#### What the task requires:
Pull out each line of the rows below that contains the word "rock", matching case exactly, and copy those lines unchanged.

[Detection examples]
((
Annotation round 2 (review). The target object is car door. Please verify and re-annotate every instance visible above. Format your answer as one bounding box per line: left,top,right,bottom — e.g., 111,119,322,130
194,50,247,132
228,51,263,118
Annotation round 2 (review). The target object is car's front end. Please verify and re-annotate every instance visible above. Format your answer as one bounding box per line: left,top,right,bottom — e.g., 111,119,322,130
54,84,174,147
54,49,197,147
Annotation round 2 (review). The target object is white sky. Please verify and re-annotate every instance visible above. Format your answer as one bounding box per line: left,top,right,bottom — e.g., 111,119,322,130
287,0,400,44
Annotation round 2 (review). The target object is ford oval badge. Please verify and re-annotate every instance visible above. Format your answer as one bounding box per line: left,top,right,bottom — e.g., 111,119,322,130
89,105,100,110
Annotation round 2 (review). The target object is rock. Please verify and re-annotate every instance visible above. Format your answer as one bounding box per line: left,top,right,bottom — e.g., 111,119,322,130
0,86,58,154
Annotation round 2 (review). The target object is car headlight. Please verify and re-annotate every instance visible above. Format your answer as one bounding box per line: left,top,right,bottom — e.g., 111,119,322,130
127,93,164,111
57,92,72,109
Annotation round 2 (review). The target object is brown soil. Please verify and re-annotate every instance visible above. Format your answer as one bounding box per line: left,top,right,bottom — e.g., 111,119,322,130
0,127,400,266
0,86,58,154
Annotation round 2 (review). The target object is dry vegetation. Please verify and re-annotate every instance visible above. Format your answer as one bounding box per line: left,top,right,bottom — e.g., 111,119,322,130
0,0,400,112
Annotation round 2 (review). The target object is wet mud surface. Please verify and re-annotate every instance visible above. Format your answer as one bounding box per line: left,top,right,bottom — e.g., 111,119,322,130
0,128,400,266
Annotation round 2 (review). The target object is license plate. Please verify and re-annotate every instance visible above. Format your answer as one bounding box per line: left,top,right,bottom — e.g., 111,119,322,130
))
#### Task response:
Annotation round 2 (review). The target object is rock. Please verify and re-annotate every instance visible above. Format your answer as one bounding box per line: left,top,right,bottom — e.g., 111,119,322,130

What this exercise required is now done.